>> START Text segment
Global co-operation is vital if we are to effectively address the increasing pressures on our world. However, global co-operation requires domestic action.
2020 is the year when a new international agreement must be reached to restore biodiversity and follow on from the Aichi biodiversity targets agreed in 2010. What better way for the UK to show global leadership than to legislate for legally binding targets to restore our environment.
Our current approach to conservation and our existing statute book has not stopped the decline of biodiversity. A fresh approach is needed and the Climate Change Act has shown that legally binding targets can have a real impact. Such targets could be in a new Environment Act alongside the new environmental watchdog to enforce them and the vital environmental principles that Defra is currently consulting on. The targets, watchdog and principles must all be delivered in new legislation to ensure the government delivers on its promise to leave the environment in a better state than it inherited it.
The government’s preferred approach in its consultation is for the watchdog to simply issue advisory notices to central government departments. Even the most dutiful Rottweiler would soon be out of work if it merely advised an intruder to leave and failed to bite his ankles whilst he stole the family silver. The government’s approach is a lapdog that will whine ineffectively. A watchdog needs teeth and the authority to use them. It must have the power to hold the government and public bodies to account. Nobody is above the law, including the government, and that is why the watchdog must have the power to commence legal proceedings, when all other options have been exhausted, to ensure our environmental law is applied and followed.
>> END Text segment
* **To do**
1. Translate this sentence from the passage on environmental law into Spanish: "A watchdog needs teeth and the authority to use them."
2. Reproduce word for word everything in the entries from the line containing "trace the outline of every instance of the sunglasses" down to the line containing "223), (128, 220)]", including both of those lines.
>> START Given entries
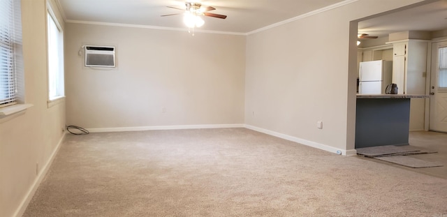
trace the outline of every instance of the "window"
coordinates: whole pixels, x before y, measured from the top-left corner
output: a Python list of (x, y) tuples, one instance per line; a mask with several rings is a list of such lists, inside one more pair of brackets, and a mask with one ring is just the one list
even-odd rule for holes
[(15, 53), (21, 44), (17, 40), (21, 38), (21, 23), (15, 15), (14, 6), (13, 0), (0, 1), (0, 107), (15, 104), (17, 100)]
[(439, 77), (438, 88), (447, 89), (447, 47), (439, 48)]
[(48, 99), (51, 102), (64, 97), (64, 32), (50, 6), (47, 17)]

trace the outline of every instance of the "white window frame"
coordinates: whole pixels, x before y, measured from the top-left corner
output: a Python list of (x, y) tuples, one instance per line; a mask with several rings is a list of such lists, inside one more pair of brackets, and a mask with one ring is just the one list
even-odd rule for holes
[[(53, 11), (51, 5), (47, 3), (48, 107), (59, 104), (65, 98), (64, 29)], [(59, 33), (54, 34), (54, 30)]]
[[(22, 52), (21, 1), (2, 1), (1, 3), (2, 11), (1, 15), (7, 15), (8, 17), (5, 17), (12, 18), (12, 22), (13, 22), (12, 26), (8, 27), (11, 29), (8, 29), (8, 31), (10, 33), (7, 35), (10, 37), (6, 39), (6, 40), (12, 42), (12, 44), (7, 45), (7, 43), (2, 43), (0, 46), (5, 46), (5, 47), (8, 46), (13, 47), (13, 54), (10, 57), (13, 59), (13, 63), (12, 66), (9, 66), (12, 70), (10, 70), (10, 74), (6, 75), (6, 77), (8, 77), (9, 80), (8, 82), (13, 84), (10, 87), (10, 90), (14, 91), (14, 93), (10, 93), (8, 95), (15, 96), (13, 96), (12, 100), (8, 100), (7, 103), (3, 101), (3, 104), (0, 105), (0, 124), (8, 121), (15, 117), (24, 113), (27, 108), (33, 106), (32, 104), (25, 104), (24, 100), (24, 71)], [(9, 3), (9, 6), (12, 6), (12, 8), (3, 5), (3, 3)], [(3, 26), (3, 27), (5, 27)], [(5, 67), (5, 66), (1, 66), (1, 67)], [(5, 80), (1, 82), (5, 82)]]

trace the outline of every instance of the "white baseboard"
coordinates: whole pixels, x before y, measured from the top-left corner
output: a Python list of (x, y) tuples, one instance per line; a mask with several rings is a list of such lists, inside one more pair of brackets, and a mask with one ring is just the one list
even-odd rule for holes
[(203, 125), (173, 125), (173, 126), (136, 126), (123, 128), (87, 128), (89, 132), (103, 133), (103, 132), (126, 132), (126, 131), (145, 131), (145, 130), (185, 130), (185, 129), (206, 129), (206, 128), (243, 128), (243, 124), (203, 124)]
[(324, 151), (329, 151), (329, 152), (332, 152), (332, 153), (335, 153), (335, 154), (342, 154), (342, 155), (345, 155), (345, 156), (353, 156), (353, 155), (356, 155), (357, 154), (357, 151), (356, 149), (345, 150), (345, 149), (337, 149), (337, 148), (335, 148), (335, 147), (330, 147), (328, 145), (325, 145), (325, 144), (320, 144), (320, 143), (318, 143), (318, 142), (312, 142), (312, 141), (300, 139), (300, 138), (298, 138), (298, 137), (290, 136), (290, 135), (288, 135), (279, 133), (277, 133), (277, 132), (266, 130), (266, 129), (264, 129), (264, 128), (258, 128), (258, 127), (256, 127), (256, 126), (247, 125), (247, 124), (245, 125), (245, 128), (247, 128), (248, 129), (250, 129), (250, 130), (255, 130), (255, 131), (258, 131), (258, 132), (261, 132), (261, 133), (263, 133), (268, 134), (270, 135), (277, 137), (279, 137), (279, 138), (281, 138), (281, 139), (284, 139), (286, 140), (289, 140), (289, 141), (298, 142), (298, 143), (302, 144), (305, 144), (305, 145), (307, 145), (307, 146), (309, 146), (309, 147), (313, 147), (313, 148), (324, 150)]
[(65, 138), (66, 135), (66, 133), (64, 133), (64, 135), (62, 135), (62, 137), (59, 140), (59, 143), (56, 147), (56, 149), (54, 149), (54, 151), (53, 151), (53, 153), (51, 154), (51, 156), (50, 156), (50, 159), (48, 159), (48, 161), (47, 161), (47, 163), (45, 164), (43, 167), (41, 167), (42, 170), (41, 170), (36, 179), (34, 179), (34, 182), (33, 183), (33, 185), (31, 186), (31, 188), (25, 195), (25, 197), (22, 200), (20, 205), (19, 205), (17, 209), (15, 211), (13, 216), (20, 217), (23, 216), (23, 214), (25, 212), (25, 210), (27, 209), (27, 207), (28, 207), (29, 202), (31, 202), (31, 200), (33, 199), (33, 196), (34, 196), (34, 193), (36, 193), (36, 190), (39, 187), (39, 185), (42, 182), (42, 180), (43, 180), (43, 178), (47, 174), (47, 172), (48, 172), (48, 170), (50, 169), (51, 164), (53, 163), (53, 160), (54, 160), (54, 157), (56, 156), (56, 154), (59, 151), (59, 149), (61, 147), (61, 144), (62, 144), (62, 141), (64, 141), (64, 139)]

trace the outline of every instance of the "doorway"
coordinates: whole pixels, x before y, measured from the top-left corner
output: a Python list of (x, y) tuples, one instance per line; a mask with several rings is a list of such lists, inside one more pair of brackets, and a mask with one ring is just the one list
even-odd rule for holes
>> END Given entries
>> START Given entries
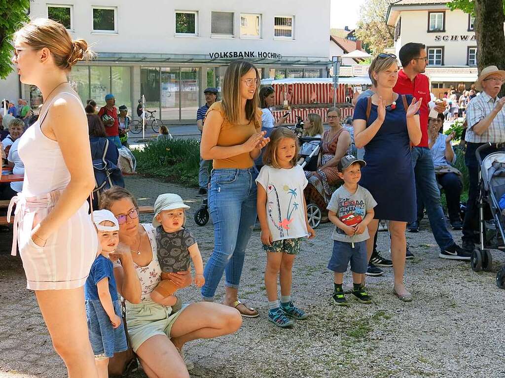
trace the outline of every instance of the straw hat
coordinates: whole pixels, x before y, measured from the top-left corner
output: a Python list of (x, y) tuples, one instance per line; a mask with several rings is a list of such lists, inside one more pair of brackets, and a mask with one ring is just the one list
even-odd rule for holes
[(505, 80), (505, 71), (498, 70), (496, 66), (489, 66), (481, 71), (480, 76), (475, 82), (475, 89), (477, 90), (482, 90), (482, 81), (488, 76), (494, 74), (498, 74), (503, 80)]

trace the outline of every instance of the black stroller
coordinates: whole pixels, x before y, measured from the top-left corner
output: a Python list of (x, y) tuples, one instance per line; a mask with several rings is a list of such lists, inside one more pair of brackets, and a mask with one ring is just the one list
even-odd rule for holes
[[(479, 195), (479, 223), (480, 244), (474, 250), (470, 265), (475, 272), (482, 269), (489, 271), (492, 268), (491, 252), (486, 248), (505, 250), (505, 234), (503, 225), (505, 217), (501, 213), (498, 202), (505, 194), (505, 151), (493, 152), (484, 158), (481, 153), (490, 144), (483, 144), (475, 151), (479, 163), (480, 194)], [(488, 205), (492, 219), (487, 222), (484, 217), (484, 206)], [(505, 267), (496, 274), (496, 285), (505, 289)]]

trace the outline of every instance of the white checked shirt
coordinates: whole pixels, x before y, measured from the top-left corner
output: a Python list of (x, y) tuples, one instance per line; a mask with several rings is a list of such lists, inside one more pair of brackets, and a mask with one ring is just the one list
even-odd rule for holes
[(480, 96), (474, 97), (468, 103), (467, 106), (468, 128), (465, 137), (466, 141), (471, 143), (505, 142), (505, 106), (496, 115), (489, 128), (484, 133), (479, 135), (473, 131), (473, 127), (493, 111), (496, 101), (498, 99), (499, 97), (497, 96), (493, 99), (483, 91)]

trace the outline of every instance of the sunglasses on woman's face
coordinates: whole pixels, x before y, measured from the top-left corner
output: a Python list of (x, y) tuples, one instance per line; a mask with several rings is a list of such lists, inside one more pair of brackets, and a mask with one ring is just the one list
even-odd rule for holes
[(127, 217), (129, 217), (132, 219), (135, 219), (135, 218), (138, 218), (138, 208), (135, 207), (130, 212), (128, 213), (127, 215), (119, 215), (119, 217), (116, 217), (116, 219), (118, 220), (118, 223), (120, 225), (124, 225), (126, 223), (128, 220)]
>> END Given entries
* **Final results**
1. Un perro guardián necesita dientes y la autoridad para usarlos.

2.
trace the outline of every instance of the sunglasses on woman's face
coordinates: whole pixels, x before y, measured from the top-left corner
output: a Python list of (x, y) tuples, one instance per line; a mask with several rings is a list of such lists, inside one more pair of brackets, and a mask with one ring is just the one list
even-odd rule for holes
[(127, 217), (129, 217), (132, 219), (135, 219), (135, 218), (138, 218), (138, 208), (135, 207), (130, 212), (128, 213), (127, 215), (119, 215), (119, 217), (116, 217), (116, 219), (118, 220), (118, 223), (120, 225), (124, 225), (126, 223), (128, 220)]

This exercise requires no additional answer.